◆ Texto fornecido:
——
Farei aqui uma breve distinção de dois tipos de volatilidade, que mostrarei posteriormente a diferença mínima entre as duas metodologias e uma breve comparação histórica das diferenças ao longo dos anos.

Como já discutido neste post, existe um erro persistente em anos eleitorais, pelo menos na curva pré. Supondo que o mercado seja racional e que precifique a taxa prefixada como sendo uma composição de inflação esperada + taxa real + riscos inerentes (tanto de liquidez, quanto de mercado, convexidade, etc.), pode-se supor que o erro também existe na taxa de juros real.

Mas por qual motivo deixo claro essa suposição? Pois passamos por um ano eleitoral conturbado, principalmente pelo crescimento de dois polos com uma disputa intensa pela presidência, com falas recentes preocupantes sobre fiscal, que geraram grandes movimentos no mercado, ou seja, dois fatores impactando as curvas para o mesmo lado.
——
◆ Entradas de dados extraídas:
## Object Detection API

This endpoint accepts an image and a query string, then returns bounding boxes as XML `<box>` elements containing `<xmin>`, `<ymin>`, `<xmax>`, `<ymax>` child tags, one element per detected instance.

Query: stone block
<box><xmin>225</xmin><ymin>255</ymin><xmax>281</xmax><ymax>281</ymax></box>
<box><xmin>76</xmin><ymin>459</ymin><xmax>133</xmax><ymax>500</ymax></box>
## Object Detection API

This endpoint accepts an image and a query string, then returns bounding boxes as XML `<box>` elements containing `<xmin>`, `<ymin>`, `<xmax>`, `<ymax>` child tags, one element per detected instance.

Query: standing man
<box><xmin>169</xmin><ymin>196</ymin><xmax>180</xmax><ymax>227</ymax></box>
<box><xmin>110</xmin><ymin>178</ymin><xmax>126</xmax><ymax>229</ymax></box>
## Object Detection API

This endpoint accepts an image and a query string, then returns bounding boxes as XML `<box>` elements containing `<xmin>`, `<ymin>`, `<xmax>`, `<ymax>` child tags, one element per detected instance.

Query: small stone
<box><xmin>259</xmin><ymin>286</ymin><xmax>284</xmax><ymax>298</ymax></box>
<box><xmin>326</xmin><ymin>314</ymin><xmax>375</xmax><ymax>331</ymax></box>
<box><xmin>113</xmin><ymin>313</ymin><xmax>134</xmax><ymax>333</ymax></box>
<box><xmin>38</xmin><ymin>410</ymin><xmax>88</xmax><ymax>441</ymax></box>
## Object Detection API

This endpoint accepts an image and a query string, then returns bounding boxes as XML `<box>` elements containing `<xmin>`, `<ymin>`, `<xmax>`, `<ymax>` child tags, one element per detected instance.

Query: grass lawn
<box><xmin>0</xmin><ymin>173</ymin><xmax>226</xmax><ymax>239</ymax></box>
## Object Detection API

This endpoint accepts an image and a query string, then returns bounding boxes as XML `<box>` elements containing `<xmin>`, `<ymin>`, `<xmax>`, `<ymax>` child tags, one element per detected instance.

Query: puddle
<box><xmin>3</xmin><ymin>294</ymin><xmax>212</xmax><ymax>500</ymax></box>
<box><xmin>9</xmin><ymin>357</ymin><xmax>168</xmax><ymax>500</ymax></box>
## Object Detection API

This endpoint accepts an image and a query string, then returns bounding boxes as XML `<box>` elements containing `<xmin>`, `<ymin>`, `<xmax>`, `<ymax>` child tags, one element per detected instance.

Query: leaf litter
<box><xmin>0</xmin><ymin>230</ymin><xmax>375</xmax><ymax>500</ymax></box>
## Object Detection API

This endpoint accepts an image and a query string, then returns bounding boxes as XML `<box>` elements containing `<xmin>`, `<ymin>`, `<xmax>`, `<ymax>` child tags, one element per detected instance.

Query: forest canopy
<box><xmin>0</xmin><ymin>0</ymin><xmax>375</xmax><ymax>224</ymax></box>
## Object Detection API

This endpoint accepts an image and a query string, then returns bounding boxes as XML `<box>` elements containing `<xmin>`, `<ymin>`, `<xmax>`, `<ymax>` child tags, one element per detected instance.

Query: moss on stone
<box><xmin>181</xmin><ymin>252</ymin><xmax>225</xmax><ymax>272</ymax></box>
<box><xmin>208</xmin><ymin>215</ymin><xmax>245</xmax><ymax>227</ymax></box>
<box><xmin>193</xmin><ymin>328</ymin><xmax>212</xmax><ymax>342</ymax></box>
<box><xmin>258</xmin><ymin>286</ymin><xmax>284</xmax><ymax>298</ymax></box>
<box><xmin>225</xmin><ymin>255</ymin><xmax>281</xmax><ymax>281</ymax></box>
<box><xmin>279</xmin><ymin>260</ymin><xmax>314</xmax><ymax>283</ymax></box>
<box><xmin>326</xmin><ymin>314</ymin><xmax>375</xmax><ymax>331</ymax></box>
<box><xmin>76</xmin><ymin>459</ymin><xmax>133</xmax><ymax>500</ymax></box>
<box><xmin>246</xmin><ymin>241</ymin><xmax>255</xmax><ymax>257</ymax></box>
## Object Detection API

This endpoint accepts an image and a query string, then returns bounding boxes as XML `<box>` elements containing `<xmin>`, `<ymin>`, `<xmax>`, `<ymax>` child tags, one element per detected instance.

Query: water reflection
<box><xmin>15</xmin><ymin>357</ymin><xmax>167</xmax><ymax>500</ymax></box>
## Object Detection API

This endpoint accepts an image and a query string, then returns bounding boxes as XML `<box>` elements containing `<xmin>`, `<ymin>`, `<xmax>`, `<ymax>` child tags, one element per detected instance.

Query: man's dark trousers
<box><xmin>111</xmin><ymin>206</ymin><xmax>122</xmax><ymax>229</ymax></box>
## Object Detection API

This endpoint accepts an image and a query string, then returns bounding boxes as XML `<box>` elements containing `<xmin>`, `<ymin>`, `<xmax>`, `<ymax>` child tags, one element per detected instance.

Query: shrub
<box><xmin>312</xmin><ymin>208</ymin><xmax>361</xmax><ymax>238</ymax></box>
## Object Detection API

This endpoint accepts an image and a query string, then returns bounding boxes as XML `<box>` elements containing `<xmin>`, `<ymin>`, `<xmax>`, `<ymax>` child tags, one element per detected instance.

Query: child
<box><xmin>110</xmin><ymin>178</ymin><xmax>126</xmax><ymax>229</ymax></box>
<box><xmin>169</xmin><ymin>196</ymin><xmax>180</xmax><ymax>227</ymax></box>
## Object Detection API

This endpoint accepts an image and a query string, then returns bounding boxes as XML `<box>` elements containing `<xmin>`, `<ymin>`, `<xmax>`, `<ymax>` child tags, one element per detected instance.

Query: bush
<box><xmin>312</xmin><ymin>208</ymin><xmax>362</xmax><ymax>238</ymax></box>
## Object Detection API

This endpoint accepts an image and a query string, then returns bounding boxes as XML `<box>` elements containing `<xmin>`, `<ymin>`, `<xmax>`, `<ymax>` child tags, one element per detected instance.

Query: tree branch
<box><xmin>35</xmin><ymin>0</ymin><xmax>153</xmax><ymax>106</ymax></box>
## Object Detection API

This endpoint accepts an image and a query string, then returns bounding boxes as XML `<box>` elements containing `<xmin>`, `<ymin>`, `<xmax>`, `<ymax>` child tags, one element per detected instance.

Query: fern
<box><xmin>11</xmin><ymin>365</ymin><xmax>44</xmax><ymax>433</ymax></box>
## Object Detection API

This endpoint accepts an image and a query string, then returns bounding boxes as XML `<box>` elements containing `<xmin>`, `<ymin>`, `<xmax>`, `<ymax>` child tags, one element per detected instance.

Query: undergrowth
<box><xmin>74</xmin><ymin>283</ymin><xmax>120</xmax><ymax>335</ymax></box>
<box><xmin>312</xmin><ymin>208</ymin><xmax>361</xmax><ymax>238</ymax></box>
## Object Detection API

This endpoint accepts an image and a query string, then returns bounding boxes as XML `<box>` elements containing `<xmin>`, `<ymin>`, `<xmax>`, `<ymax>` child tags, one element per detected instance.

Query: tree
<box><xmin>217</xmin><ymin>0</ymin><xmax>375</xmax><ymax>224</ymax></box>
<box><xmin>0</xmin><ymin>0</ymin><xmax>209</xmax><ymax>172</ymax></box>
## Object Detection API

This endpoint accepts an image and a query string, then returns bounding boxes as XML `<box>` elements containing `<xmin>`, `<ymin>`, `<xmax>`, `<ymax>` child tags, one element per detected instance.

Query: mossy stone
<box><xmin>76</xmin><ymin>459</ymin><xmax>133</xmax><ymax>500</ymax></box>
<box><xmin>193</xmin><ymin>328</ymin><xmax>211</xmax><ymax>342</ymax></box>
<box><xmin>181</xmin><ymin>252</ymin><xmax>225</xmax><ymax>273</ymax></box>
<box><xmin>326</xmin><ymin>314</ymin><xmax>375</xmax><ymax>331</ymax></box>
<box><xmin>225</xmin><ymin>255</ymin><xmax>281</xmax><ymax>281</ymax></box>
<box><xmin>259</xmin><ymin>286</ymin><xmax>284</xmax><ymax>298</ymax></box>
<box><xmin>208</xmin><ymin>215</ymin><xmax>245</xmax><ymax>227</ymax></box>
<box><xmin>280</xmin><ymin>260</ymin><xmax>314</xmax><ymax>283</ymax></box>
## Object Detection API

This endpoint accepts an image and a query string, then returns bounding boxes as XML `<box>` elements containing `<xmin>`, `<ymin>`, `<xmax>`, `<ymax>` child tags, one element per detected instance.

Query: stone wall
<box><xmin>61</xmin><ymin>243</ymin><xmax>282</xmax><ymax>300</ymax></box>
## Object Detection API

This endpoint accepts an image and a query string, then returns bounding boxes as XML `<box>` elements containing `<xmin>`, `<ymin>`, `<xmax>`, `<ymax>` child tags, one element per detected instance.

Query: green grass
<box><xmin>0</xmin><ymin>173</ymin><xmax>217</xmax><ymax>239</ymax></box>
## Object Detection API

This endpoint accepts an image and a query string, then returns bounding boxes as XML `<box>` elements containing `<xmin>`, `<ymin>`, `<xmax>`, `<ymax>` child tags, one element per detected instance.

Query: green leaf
——
◆ Enunciado da tarefa:
Copie do texto fornecido o trecho entre "Como já discutido" e "o mesmo lado.", incluindo esses dois extremos. Os itens não têm nenhum papel nesta atividade.

◆ Resolução do exercício:
Como já discutido neste post, existe um erro persistente em anos eleitorais, pelo menos na curva pré. Supondo que o mercado seja racional e que precifique a taxa prefixada como sendo uma composição de inflação esperada + taxa real + riscos inerentes (tanto de liquidez, quanto de mercado, convexidade, etc.), pode-se supor que o erro também existe na taxa de juros real.

Mas por qual motivo deixo claro essa suposição? Pois passamos por um ano eleitoral conturbado, principalmente pelo crescimento de dois polos com uma disputa intensa pela presidência, com falas recentes preocupantes sobre fiscal, que geraram grandes movimentos no mercado, ou seja, dois fatores impactando as curvas para o mesmo lado.